DIRECTION: Print the lines of the material that begin with the line containing "129, row 159." and continue through the line containing "column 515, row 107", with both of those lines included. Reproduce them word for word and give nothing else.

DATA FOR THIS EXERCISE:
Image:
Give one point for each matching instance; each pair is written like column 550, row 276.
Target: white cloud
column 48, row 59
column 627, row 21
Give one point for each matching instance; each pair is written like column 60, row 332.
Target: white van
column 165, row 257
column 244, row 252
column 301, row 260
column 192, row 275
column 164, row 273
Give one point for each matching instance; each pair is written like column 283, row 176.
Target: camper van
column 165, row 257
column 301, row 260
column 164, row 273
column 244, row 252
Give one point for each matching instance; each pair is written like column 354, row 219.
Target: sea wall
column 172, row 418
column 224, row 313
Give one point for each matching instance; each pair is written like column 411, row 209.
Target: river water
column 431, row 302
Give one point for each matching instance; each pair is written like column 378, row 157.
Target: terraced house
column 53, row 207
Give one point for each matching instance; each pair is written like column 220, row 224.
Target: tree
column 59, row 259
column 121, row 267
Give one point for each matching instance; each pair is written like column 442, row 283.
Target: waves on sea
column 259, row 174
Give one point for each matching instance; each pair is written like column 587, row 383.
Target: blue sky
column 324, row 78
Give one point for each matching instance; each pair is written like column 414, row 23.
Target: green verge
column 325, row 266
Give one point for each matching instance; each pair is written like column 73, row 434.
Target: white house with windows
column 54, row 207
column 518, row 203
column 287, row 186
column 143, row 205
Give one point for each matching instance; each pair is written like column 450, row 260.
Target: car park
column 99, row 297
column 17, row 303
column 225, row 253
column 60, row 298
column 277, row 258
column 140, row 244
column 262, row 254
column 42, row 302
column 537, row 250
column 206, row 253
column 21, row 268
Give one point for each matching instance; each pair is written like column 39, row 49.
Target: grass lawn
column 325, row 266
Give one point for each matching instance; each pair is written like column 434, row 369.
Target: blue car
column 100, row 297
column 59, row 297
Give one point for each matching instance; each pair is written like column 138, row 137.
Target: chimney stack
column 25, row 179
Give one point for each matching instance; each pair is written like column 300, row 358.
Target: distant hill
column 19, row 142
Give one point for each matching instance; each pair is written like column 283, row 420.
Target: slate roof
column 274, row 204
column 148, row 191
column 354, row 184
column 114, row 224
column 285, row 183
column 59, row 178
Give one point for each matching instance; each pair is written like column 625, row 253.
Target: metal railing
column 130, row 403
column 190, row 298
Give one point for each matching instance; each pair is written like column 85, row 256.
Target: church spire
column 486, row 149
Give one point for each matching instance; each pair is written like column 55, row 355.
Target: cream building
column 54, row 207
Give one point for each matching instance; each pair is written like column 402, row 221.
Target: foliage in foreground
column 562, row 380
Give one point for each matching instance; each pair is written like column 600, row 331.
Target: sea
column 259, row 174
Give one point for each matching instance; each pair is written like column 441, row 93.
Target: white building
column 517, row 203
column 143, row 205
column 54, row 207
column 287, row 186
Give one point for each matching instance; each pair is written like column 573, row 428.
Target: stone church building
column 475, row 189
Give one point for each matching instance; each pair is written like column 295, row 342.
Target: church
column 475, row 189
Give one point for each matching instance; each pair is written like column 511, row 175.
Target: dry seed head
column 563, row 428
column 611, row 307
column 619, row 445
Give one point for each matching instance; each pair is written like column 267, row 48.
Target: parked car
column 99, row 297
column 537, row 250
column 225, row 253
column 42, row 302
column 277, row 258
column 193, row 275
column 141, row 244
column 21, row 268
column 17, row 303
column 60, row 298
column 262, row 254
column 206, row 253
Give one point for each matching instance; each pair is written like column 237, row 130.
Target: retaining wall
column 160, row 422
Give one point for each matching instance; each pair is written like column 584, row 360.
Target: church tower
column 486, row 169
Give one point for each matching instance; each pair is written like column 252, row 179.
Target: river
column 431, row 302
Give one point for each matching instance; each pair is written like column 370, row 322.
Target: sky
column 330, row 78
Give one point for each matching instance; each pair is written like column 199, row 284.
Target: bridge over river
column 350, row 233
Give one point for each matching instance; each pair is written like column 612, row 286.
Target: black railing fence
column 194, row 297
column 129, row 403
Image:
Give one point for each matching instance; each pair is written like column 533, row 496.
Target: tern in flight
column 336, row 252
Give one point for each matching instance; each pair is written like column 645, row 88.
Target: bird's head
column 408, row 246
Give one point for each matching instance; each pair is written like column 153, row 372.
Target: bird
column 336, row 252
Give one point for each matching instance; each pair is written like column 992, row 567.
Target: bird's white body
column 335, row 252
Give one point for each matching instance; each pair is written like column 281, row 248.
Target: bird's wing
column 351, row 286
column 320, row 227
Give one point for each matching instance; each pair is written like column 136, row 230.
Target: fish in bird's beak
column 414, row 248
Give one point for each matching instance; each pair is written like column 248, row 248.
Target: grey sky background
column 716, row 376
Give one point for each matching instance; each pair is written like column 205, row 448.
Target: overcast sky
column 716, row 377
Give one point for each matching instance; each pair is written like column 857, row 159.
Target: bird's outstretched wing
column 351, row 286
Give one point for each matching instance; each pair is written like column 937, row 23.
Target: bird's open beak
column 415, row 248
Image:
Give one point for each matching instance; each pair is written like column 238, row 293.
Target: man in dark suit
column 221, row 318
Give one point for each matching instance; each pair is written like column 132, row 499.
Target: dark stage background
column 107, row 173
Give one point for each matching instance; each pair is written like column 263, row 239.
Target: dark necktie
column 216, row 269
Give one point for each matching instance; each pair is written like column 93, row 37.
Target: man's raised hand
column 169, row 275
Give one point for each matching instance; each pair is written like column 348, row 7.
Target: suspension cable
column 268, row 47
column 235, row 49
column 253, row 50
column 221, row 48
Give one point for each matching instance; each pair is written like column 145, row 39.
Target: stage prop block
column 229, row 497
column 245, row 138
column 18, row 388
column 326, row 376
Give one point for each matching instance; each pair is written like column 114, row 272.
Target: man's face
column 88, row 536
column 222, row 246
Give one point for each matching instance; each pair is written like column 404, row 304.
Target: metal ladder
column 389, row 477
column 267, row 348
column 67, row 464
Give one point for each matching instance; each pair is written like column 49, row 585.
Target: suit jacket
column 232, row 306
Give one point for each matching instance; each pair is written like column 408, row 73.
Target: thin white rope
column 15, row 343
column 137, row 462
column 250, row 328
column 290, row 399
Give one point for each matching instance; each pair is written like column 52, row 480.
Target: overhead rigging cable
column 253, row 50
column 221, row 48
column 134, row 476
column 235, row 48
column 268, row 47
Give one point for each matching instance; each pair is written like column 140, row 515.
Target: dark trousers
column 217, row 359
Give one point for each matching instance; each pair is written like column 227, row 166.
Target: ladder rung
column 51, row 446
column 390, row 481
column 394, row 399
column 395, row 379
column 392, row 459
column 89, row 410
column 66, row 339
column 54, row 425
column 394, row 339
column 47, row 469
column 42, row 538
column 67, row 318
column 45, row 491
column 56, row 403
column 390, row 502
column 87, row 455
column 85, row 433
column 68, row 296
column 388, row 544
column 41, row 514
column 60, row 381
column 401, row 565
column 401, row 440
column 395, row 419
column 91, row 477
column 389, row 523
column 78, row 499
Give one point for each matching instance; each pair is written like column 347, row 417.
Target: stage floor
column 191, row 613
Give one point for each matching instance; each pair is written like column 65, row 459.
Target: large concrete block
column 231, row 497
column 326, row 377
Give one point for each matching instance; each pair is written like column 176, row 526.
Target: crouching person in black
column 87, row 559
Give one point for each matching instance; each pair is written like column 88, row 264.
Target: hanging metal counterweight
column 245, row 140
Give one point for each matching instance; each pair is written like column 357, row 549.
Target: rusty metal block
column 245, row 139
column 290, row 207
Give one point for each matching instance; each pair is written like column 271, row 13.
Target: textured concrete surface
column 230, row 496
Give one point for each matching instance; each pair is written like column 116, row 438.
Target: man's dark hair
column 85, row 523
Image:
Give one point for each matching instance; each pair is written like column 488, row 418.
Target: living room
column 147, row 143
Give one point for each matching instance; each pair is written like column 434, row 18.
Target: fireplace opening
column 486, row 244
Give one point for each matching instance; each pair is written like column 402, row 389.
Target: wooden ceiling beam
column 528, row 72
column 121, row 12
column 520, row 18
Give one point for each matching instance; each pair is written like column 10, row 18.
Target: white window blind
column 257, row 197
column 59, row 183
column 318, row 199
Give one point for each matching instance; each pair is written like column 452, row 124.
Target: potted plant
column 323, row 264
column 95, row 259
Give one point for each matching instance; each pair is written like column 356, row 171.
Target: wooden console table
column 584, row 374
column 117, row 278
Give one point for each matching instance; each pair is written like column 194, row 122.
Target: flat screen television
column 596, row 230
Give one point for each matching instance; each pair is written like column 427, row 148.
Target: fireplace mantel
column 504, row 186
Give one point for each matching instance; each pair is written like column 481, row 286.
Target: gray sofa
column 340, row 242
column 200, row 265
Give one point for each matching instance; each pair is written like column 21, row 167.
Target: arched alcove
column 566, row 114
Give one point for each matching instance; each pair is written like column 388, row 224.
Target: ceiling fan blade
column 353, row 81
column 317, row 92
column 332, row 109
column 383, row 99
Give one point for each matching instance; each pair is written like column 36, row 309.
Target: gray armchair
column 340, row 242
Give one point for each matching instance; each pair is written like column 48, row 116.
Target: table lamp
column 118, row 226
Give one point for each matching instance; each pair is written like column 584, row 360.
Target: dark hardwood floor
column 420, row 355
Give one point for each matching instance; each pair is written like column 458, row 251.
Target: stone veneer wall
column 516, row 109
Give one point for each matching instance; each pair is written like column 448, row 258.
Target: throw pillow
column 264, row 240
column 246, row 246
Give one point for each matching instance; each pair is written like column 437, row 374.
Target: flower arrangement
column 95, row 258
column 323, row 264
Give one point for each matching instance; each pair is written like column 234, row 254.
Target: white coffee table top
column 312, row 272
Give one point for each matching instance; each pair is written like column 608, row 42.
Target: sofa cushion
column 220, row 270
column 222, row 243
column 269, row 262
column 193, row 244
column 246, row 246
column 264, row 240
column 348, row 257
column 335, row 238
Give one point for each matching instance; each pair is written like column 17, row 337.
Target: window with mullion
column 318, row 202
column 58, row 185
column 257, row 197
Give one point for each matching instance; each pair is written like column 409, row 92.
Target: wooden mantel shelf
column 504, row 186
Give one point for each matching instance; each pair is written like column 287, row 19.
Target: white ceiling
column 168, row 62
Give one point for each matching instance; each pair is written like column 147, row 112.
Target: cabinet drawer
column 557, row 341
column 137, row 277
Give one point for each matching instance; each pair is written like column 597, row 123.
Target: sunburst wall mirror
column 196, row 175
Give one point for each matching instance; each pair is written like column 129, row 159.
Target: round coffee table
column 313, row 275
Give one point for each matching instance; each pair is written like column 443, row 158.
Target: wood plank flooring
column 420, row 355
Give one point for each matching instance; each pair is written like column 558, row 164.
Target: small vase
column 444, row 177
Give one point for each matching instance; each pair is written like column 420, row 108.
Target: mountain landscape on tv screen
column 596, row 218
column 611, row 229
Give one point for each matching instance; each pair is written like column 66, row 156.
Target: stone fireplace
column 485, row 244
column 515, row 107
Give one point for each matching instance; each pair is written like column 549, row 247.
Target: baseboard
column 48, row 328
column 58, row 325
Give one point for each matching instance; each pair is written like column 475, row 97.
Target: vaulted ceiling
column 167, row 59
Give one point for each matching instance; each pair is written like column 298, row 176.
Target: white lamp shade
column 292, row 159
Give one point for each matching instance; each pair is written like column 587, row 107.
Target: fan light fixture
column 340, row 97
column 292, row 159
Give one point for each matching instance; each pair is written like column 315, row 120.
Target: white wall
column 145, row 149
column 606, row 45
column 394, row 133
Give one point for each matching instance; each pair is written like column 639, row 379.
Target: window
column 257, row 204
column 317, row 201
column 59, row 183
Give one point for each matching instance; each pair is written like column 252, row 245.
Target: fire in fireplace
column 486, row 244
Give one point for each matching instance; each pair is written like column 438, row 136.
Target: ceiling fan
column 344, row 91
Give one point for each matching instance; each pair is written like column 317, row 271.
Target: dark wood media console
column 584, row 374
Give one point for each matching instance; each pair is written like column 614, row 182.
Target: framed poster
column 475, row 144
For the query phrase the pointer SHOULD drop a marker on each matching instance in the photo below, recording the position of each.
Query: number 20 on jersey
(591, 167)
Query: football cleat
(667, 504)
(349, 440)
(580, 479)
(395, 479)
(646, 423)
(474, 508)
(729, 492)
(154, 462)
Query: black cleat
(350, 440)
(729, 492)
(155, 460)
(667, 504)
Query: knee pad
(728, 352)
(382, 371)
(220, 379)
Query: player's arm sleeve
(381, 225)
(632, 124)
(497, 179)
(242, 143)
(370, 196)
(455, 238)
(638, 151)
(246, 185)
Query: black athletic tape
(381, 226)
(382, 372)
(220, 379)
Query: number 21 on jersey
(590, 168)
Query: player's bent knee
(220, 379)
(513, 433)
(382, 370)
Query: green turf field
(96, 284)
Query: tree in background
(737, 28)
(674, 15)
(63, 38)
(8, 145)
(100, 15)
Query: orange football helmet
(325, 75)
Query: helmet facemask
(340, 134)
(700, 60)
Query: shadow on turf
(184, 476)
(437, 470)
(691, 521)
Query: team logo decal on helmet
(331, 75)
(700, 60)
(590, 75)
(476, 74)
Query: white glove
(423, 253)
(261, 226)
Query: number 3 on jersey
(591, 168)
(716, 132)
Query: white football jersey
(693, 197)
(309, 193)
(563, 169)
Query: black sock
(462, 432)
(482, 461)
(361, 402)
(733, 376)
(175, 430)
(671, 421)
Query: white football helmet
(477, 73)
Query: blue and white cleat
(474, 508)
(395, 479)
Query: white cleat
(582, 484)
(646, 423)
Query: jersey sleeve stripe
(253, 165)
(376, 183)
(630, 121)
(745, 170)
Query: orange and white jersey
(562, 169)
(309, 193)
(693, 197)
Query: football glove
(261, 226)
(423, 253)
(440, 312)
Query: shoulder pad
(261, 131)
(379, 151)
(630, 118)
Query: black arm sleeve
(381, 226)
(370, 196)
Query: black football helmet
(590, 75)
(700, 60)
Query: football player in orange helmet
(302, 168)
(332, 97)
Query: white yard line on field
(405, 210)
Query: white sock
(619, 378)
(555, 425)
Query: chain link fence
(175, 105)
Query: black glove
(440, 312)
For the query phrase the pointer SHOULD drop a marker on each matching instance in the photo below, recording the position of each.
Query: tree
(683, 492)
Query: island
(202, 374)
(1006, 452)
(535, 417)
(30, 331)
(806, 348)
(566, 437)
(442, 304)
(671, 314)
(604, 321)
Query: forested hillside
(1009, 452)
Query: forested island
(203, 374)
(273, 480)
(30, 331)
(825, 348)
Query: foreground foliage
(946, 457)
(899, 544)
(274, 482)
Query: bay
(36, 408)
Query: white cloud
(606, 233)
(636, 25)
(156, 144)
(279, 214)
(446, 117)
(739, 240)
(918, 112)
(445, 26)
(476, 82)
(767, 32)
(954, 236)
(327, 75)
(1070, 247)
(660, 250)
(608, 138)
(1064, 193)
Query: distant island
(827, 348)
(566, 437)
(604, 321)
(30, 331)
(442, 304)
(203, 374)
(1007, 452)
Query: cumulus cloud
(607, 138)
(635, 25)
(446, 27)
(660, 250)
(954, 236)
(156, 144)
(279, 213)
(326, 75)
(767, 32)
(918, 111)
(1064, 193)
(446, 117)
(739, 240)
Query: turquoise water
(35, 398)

EXPECTED ANSWER:
Give one point for each matching instance; each pair is written like column 129, row 159.
Target: round coffee table
column 313, row 275
Give one point for each matching instance; each pair is written like column 443, row 158.
Target: wood plank flooring
column 420, row 355
Give one point for each matching instance; each pair is written like column 558, row 164.
Target: small vase
column 444, row 177
Give one point for each matching instance; each pair is written like column 420, row 108.
Target: mountain landscape on tv screen
column 596, row 218
column 611, row 229
Give one point for each matching instance; each pair is written like column 66, row 156.
Target: stone fireplace
column 485, row 244
column 515, row 107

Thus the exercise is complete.